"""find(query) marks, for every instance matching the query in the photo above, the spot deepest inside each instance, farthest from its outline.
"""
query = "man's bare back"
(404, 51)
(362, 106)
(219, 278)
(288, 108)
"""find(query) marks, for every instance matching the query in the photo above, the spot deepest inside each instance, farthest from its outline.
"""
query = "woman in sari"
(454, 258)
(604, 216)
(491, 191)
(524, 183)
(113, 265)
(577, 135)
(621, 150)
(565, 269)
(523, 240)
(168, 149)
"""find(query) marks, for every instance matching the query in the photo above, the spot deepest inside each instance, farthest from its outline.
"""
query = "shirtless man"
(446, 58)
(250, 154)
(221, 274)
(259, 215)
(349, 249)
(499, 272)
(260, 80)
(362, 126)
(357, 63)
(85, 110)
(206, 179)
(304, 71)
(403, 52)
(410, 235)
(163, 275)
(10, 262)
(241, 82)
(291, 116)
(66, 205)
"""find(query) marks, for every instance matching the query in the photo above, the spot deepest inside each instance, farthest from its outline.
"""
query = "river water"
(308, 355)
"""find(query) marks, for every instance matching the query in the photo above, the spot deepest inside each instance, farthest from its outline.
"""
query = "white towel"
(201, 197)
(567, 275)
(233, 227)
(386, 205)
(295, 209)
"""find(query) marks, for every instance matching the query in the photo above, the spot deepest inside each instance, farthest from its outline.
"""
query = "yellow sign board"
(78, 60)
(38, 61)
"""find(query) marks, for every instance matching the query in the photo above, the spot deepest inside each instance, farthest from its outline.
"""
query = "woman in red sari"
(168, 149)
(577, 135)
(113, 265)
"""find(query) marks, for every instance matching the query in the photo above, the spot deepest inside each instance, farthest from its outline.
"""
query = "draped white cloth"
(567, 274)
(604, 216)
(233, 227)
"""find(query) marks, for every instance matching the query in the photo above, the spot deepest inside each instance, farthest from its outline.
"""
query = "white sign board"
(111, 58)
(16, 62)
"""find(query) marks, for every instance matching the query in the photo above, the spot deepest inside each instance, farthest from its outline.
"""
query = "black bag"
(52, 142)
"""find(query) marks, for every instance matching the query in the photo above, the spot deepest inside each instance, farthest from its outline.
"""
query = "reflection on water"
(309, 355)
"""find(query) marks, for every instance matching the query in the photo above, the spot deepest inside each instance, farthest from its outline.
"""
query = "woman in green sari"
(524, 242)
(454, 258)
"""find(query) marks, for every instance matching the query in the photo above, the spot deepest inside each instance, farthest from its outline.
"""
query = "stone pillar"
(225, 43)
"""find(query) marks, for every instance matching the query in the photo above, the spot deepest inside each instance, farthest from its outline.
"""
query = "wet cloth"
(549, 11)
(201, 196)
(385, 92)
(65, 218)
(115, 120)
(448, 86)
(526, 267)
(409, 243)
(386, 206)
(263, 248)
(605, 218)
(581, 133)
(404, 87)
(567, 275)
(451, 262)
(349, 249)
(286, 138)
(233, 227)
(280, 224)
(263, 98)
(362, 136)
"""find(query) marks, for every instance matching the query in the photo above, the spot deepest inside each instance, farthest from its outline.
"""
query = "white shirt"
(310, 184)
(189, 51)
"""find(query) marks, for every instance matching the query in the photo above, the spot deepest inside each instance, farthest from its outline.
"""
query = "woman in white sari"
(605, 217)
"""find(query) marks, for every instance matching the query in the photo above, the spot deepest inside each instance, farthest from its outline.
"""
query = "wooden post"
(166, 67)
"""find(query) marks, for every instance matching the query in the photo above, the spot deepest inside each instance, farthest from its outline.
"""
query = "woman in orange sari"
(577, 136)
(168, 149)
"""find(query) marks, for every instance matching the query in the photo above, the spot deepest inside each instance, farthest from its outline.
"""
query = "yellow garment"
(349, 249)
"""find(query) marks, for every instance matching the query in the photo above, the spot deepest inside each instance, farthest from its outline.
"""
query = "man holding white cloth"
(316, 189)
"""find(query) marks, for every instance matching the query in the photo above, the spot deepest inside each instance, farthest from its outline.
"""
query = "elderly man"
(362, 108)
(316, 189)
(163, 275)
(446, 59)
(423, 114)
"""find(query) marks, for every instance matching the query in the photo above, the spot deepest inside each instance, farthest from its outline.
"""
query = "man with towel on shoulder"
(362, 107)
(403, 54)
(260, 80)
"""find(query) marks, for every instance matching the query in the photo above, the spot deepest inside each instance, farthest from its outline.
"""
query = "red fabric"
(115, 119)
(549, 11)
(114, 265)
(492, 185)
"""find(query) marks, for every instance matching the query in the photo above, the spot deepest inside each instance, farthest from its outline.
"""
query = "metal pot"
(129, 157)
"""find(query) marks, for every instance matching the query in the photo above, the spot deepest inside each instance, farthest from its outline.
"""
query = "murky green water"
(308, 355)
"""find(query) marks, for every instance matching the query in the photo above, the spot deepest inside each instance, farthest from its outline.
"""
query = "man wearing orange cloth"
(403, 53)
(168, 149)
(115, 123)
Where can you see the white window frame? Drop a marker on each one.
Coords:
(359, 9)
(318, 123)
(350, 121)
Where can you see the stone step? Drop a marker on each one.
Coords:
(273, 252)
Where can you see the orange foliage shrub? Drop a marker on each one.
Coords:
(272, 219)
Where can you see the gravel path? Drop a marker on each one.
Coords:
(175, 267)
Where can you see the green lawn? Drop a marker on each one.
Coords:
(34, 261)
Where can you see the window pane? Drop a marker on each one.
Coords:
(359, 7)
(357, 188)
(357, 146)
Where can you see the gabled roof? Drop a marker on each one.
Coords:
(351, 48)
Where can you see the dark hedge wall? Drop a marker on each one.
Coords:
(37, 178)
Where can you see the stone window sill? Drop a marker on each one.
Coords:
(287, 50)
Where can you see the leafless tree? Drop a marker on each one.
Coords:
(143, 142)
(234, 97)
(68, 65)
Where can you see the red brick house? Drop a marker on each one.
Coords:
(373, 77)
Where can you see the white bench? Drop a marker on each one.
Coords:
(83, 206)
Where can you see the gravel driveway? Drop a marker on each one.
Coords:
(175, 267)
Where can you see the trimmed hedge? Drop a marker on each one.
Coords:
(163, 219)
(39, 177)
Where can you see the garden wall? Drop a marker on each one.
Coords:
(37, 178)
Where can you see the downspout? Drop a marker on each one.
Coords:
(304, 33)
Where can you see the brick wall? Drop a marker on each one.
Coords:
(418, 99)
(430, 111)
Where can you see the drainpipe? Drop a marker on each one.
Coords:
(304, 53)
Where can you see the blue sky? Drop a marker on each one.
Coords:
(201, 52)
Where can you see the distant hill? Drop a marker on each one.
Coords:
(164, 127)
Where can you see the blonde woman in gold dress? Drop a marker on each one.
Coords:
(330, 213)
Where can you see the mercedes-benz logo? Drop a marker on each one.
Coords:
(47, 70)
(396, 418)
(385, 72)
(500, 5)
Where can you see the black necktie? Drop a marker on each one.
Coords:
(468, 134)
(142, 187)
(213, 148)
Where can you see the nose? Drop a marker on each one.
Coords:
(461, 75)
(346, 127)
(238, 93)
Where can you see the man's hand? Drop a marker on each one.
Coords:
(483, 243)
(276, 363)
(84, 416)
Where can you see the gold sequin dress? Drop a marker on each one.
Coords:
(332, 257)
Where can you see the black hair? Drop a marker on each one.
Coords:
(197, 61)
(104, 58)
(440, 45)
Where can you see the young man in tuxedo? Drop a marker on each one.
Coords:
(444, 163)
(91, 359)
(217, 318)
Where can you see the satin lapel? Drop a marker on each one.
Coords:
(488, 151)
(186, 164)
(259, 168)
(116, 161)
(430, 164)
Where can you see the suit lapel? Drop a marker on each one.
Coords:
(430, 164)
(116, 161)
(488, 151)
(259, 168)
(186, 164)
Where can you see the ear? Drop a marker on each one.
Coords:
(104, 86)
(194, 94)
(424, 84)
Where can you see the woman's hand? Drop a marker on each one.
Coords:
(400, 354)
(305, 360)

# What needs to be done
Take the line containing "Where can you see the suit" as the first line and the last line of the data above as the final one. Write out these lines and all between them exactly.

# Problem solution
Where can you see the suit lapel? Drop a marker on each one.
Coords:
(430, 164)
(116, 161)
(488, 151)
(259, 168)
(186, 164)
Where can you see the ear? Drop a marker on each one.
Coords:
(104, 86)
(194, 94)
(424, 84)
Where can you see the woman's hand? Drop a marker on each one.
Coords:
(400, 354)
(305, 360)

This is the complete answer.